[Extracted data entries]
####
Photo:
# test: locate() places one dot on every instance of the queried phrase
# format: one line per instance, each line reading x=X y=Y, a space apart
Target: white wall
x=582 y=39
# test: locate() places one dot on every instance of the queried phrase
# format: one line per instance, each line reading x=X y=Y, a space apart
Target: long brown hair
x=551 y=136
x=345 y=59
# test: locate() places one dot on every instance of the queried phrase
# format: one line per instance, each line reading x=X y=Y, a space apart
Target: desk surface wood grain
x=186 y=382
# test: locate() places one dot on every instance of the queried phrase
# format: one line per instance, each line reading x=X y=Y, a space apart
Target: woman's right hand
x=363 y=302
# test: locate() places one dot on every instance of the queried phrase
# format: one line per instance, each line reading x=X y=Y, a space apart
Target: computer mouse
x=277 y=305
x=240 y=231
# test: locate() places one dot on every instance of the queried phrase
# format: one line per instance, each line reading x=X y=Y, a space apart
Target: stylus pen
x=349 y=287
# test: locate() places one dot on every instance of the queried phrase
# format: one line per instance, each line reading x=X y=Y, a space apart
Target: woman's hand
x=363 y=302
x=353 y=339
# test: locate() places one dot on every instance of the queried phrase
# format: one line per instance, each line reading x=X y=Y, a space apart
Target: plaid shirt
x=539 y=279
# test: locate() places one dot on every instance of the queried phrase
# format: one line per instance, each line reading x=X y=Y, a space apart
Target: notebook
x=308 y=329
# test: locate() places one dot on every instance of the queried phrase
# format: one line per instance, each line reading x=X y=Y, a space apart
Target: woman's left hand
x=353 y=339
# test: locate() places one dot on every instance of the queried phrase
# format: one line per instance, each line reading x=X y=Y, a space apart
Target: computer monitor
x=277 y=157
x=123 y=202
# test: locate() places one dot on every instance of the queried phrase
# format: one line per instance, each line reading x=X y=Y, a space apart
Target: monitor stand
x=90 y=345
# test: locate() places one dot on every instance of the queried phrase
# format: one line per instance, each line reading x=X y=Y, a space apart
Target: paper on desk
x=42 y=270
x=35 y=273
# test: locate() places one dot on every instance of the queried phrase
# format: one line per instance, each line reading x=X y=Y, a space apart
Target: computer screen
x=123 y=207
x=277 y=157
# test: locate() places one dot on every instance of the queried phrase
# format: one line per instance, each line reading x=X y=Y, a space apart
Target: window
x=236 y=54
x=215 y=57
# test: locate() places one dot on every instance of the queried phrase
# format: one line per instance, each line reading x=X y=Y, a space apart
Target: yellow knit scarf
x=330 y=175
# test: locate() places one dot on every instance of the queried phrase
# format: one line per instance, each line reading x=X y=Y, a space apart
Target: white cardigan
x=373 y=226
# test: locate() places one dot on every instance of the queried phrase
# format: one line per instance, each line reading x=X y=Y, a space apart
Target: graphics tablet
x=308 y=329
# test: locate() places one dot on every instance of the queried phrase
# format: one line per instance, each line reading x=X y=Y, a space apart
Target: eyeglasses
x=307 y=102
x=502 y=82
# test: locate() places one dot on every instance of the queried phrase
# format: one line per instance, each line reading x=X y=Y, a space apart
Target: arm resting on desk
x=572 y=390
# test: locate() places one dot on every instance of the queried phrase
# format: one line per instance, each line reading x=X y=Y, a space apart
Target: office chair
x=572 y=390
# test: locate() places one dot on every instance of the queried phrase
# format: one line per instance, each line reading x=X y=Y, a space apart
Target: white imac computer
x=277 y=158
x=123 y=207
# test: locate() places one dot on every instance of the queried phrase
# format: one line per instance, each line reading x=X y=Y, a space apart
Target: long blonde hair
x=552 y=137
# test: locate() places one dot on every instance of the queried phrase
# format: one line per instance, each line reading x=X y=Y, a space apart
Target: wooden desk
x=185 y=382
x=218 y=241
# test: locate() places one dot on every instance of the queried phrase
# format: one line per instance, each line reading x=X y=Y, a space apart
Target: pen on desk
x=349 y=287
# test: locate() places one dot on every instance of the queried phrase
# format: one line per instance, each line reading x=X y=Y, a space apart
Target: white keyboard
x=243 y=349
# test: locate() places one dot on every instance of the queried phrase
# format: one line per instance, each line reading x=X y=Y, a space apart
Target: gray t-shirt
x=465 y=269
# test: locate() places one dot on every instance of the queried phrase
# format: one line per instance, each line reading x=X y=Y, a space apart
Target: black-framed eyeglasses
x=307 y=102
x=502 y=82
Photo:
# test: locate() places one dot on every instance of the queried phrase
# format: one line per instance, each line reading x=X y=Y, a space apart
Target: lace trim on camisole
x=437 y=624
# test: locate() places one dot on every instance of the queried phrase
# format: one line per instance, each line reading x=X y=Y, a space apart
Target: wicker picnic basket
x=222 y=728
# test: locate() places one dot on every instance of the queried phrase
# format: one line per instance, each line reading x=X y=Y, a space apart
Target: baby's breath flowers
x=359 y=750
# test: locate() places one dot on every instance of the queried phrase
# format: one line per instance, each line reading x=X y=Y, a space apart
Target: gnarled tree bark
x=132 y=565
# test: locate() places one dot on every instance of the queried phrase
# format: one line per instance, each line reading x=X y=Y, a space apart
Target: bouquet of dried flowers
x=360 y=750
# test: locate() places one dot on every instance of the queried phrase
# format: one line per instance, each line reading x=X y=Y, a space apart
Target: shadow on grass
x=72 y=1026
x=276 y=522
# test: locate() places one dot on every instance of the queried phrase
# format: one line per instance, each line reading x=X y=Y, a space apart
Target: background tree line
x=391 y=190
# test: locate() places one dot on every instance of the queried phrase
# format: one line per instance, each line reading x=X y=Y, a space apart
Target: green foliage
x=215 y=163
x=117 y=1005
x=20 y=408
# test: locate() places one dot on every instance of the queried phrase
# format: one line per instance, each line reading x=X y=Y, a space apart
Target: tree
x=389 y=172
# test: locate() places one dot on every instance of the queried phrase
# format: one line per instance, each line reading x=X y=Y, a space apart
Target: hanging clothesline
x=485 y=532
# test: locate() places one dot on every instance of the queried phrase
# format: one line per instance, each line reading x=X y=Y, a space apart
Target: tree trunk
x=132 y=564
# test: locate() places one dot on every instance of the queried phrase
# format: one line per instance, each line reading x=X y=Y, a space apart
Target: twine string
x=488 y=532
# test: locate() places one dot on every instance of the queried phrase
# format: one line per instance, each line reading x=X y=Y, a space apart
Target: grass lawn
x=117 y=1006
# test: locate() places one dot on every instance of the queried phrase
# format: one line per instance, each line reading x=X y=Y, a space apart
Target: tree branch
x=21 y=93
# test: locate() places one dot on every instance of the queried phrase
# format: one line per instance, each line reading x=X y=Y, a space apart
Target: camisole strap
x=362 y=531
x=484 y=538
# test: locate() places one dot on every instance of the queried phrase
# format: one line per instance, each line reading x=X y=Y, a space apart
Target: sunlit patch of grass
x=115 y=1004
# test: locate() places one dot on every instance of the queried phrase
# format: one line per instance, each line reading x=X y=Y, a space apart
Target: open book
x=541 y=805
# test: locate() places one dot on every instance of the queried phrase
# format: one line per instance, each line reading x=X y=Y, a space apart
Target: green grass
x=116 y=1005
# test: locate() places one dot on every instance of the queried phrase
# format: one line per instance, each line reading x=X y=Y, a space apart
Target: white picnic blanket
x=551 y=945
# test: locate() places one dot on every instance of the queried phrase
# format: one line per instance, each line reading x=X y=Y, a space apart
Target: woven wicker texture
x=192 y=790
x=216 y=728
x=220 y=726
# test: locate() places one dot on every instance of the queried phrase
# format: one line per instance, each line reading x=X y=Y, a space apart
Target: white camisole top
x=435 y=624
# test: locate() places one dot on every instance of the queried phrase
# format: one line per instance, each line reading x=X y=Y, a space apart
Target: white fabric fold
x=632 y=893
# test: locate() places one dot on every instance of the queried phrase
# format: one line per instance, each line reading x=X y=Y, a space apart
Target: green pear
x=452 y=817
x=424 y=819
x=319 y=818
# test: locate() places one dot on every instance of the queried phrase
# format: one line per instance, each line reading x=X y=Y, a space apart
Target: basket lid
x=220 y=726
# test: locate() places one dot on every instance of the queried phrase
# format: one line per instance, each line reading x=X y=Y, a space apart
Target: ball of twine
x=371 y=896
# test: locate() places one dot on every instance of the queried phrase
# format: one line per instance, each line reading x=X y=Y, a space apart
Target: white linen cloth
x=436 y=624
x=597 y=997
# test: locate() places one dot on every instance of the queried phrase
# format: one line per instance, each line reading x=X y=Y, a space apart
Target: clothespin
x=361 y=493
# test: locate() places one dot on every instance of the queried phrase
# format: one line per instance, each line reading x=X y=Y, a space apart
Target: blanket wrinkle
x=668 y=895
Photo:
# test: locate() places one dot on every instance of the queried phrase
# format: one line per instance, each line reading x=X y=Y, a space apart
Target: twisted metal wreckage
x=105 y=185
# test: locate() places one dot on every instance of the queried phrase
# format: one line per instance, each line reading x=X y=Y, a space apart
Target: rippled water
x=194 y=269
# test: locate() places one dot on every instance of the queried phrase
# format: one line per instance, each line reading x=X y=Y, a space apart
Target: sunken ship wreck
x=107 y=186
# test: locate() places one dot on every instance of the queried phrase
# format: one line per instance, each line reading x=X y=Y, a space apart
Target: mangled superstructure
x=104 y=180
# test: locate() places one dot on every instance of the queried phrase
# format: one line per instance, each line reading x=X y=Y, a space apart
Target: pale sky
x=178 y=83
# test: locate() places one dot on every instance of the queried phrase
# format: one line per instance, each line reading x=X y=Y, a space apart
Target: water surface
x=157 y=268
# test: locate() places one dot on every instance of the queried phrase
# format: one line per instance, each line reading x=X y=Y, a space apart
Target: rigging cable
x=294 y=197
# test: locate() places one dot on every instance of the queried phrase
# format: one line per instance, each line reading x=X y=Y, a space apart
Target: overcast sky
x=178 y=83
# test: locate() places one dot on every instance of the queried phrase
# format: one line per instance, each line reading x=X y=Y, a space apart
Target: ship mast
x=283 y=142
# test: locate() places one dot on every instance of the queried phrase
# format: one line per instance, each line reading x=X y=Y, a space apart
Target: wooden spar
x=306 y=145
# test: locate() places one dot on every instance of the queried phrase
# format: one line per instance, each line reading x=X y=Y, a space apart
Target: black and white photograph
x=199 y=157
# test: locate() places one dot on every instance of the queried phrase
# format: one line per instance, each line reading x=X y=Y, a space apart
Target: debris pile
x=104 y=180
####
JOB
Report how many lines in the rows above contain the string "eyeglasses". Give only the number.

RESPONSE TO THE TASK
2